● **练习说明**
从包含“Where can the metal”的那一行开始，到包含“[761, 1149]”的那一行结束，重写这些行，把其中的“Mark a point”全部替换为“Place a point”，其余内容保持不变。

● **所用数据**
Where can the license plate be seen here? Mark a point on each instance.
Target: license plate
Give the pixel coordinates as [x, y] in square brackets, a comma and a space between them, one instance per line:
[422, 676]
==
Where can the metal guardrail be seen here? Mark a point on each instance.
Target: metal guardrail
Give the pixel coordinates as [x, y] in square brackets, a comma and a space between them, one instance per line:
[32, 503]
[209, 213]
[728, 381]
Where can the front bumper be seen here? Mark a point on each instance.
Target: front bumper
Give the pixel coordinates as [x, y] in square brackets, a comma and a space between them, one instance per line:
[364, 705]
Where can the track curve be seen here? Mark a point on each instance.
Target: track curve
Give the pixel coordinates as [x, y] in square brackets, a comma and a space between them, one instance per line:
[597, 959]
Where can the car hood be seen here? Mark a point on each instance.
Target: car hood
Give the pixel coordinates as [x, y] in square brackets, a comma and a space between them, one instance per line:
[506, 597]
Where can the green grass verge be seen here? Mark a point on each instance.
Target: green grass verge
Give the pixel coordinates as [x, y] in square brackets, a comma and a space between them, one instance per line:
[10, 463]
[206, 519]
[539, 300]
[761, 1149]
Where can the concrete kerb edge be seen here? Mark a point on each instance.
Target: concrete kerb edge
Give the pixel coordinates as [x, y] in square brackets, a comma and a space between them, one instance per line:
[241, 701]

● **参考答案**
Where can the metal guardrail be seen here? Place a point on each instance.
Target: metal guardrail
Give the pixel coordinates as [x, y] in square brackets, a comma and a space between them, one instance per line:
[32, 503]
[209, 213]
[728, 381]
Where can the front bumper be seen here? Place a point on each instance.
Target: front bumper
Give the pixel coordinates as [x, y] in square brackets, a comma and a space between them, one instance per line:
[364, 705]
Where can the track curve be seen here? Place a point on each instance.
Target: track curve
Give the pixel coordinates as [x, y] in square brackets, a comma and a space between them, one instance per line:
[597, 959]
Where can the car hood be seen here? Place a point on each instance.
Target: car hood
Give the pixel coordinates as [x, y] in square brackets, a comma and a space between them, one instance per line:
[506, 597]
Where can the green grass verge be seen here? Place a point on each instance.
Target: green grass verge
Give the pixel coordinates as [x, y] in square brackets, a comma and a space between them, one instance per line:
[10, 463]
[206, 519]
[539, 300]
[761, 1149]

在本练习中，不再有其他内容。